* _TEXT SHOWN_:
UN policy brief on the impact of COVID-19 on children


Published: 2020-04-17 21:36

Last Updated: 2020-04-17 21:40

UN policy brief on the impact of COVID-19 on children
UN policy brief on the impact of COVID-19 on children

188 countries have imposed countrywide school closures, affecting more than 1.5 billion children and youth.

Nearly 369 million children across 143 countries who normally rely on school meals for a reliable source of daily nutrition must now look to other sources.

Hundreds of thousands of additional children could die this year, compared to a pre-pandemic scenario, as a result of the looming global recession. This would effectively reverse the last 2 to 3 years of progress in reducing infant mortality within a single year.

As the world focuses on the daily counts of COVID-19 infections and deaths, these numbers deserve equal attention.

The direct impact of COVID-19 infection on children has thankfully been far milder than for other age groups, at least to date.

But make no mistake.

The socio-economic impact of the virus – and of the containment and mitigation measures governments have put in place around the world – is potentially catastrophic for millions of children. What began as a health crisis risks evolving into a broader child-rights crisis.

* _EXPLORE THE MATERIAL_:
1. Translate this sentence from the policy brief into Spanish: "As the world focuses on the daily counts of COVID-19 infections and deaths, these numbers deserve equal attention."
2. Output the passage of the policy brief starting with "The socio-economic impact" and going on through "broader child-rights crisis.".
Rely only on the policy brief above.

* _AVAILABLE DATA_:
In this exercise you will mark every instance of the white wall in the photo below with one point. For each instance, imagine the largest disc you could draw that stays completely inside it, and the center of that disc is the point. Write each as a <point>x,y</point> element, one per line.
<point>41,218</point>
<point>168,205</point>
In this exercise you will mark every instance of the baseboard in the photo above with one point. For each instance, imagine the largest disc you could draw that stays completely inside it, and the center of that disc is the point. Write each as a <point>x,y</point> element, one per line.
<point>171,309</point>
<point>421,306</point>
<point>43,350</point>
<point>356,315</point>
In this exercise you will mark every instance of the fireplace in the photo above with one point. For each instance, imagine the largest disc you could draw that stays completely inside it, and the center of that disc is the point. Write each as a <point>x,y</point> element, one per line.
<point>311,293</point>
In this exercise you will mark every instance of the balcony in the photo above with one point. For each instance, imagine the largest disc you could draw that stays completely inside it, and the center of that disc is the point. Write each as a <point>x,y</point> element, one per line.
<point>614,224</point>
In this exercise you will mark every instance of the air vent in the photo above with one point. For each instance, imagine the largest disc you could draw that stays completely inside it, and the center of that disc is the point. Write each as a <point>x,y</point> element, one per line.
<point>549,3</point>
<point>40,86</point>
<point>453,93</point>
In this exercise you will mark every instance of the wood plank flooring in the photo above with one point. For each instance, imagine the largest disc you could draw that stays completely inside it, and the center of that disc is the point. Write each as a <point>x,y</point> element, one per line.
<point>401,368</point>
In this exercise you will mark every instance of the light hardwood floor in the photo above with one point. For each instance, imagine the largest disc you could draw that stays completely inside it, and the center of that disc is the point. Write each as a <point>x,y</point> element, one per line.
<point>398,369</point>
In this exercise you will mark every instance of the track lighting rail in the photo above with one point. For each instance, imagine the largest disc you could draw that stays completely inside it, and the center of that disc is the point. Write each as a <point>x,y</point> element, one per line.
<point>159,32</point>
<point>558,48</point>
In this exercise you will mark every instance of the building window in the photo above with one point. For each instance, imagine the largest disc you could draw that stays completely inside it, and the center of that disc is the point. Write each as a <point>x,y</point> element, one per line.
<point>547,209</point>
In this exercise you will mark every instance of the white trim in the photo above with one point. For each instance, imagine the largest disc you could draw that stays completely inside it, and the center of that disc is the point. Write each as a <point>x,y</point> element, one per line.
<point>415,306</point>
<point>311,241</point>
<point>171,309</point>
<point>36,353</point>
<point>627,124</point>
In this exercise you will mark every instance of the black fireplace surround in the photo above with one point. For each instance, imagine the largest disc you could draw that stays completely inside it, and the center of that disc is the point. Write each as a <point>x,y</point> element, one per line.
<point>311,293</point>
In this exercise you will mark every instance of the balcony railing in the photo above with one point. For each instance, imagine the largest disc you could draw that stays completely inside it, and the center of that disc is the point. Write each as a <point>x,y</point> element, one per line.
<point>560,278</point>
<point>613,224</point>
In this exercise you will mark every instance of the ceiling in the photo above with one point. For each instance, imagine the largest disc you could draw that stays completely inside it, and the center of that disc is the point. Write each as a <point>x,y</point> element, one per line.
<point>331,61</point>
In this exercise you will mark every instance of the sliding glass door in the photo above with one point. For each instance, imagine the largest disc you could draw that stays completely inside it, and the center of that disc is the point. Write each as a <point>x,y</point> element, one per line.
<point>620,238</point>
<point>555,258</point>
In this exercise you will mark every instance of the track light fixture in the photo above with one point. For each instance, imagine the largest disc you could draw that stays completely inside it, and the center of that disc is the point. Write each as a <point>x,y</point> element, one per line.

* _EXPECTED RESPONSES_:
1. Mientras el mundo se centra en los recuentos diarios de infecciones y muertes por COVID-19, estas cifras merecen la misma atención.

2.
The socio-economic impact of the virus – and of the containment and mitigation measures governments have put in place around the world – is potentially catastrophic for millions of children. What began as a health crisis risks evolving into a broader child-rights crisis.